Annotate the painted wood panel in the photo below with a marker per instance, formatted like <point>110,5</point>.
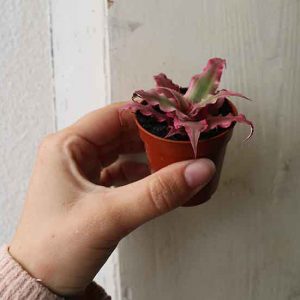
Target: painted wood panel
<point>81,78</point>
<point>244,243</point>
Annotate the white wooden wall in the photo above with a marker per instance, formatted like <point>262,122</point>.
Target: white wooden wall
<point>26,100</point>
<point>244,243</point>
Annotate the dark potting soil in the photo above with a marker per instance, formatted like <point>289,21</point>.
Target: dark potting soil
<point>161,129</point>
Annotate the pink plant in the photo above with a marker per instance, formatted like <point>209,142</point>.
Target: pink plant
<point>193,111</point>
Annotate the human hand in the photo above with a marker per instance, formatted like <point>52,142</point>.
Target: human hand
<point>72,220</point>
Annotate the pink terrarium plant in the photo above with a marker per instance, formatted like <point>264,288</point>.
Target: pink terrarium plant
<point>179,123</point>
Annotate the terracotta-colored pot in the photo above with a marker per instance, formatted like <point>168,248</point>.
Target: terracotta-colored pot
<point>163,152</point>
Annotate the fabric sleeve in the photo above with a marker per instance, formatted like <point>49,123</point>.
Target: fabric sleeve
<point>17,284</point>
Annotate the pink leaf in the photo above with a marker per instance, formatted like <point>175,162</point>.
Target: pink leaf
<point>226,121</point>
<point>163,81</point>
<point>207,82</point>
<point>152,97</point>
<point>193,130</point>
<point>173,131</point>
<point>182,103</point>
<point>146,110</point>
<point>220,94</point>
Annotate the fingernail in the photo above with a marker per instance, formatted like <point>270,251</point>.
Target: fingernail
<point>199,172</point>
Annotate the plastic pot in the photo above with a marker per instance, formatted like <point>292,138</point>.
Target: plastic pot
<point>163,152</point>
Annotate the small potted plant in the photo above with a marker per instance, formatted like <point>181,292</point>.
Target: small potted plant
<point>177,123</point>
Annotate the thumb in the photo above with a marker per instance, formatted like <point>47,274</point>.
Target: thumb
<point>162,191</point>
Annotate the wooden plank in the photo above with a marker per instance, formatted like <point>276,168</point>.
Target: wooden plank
<point>82,79</point>
<point>244,243</point>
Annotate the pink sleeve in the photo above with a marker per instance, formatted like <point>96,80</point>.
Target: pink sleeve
<point>17,284</point>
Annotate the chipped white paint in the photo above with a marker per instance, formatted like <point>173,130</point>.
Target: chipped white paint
<point>26,100</point>
<point>81,72</point>
<point>244,243</point>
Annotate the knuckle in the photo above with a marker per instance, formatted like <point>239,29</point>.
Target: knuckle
<point>57,142</point>
<point>162,194</point>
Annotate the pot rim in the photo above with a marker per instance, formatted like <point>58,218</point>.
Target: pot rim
<point>235,112</point>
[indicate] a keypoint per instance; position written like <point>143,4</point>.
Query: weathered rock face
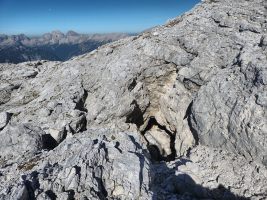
<point>175,113</point>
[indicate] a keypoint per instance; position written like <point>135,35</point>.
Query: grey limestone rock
<point>177,112</point>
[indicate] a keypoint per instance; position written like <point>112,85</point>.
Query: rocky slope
<point>54,46</point>
<point>179,112</point>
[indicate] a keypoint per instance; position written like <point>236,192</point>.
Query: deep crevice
<point>136,116</point>
<point>80,104</point>
<point>51,194</point>
<point>132,85</point>
<point>153,149</point>
<point>189,117</point>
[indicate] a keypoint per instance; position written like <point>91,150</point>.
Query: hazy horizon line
<point>65,32</point>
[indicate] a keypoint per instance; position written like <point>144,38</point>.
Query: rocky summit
<point>177,112</point>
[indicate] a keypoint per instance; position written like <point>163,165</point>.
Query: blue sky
<point>35,17</point>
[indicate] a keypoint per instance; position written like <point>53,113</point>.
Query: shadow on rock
<point>166,183</point>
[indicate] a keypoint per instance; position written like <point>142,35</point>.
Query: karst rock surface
<point>178,112</point>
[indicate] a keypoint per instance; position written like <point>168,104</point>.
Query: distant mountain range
<point>54,46</point>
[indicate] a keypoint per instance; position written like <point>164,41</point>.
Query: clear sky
<point>34,17</point>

◆ Instructions to follow
From the first line to the last, copy the records above exactly and drop any pictures.

◆ Solution to the problem
Annotate the painted wood panel in the photo below with a marker per instance, formatted like <point>110,5</point>.
Target: painted wood panel
<point>81,78</point>
<point>244,243</point>
Annotate the white wooden wall in the photo above with a marker per instance, formatted like <point>262,122</point>.
Target: white wooden wall
<point>26,100</point>
<point>244,243</point>
Annotate the dark potting soil in the photo above with a marker per instance, formatted like <point>289,21</point>.
Target: dark potting soil
<point>161,129</point>
Annotate the pink plant in the photo above with a marker per instance, formatted like <point>209,142</point>.
Target: pink plant
<point>193,111</point>
Annotate the human hand in the photo above with a marker per instance, formatted like <point>52,142</point>.
Target: human hand
<point>72,220</point>
Annotate the pink terrarium plant in the photo above with a marker per instance, formatted like <point>264,288</point>.
Target: pink terrarium plant
<point>179,123</point>
Annotate the terracotta-colored pot in the photo above with a marker per instance, formatted like <point>168,248</point>.
Target: terracotta-colored pot
<point>163,152</point>
Annotate the fabric sleeve in the photo above with a marker per instance, formatted like <point>49,123</point>.
Target: fabric sleeve
<point>17,284</point>
Annotate the pink leaf in the photo above with a marker per instance, formatted like <point>175,162</point>.
Target: pink leaf
<point>226,121</point>
<point>163,81</point>
<point>207,82</point>
<point>152,97</point>
<point>193,130</point>
<point>173,131</point>
<point>182,103</point>
<point>146,110</point>
<point>220,94</point>
Annotate the fingernail in the photo above with a marker per instance, formatted like <point>270,251</point>.
Target: fingernail
<point>199,172</point>
Annotate the plastic pot in the photo above with a marker per instance, formatted like <point>292,138</point>.
Target: plastic pot
<point>163,152</point>
Annotate the small potted plant in the photo above with a marker per instance, formatted like <point>181,292</point>.
Target: small potted plant
<point>177,123</point>
Annotate the thumb in the photo above with a marker per instance, formatted like <point>47,274</point>.
Target: thumb
<point>162,191</point>
Annotate the wooden plank in the photo above with a marker per instance, formatted like <point>276,168</point>.
Target: wooden plank
<point>82,79</point>
<point>244,243</point>
Annotate the pink sleeve in the photo above with a marker per instance, formatted like <point>96,80</point>.
Target: pink sleeve
<point>17,284</point>
Annotate the chipped white paint in the photo above with a marker per instance, formatted like <point>173,130</point>.
Target: chipped white paint
<point>26,100</point>
<point>81,72</point>
<point>244,243</point>
Annotate the knuckle in the photo above with a marker per instance, formatted like <point>239,29</point>.
Target: knuckle
<point>57,142</point>
<point>162,194</point>
Annotate the pot rim in the photo above with a marker per instance, formatted like <point>58,218</point>.
Target: pot rim
<point>235,112</point>
[indicate] a keypoint per instance; position written like <point>143,4</point>.
Query: weathered rock face
<point>175,113</point>
[indicate] a keypoint per instance; position written like <point>135,35</point>.
Query: grey limestone rock
<point>177,112</point>
[indicate] a keypoint per instance; position written like <point>112,85</point>.
Query: rocky slope
<point>54,46</point>
<point>179,112</point>
[indicate] a keypoint per instance; position written like <point>236,192</point>.
Query: deep crevice
<point>136,116</point>
<point>80,104</point>
<point>51,194</point>
<point>132,85</point>
<point>153,149</point>
<point>189,117</point>
[indicate] a keypoint per instance; position written like <point>91,150</point>.
Query: hazy horizon line
<point>65,32</point>
[indicate] a keypoint per instance; position written like <point>144,38</point>.
Query: rocky summit
<point>177,112</point>
[indicate] a keypoint per instance; position written like <point>163,165</point>.
Query: blue sky
<point>35,17</point>
[indicate] a keypoint per instance; position written like <point>53,113</point>.
Query: shadow on rock
<point>166,183</point>
[indicate] a keypoint per instance; position written like <point>142,35</point>.
Query: karst rock surface
<point>178,112</point>
[indicate] a keypoint per instance; position written like <point>168,104</point>.
Query: distant mountain range
<point>54,46</point>
[indicate] a keypoint per instance; position written like <point>164,41</point>.
Query: clear sky
<point>34,17</point>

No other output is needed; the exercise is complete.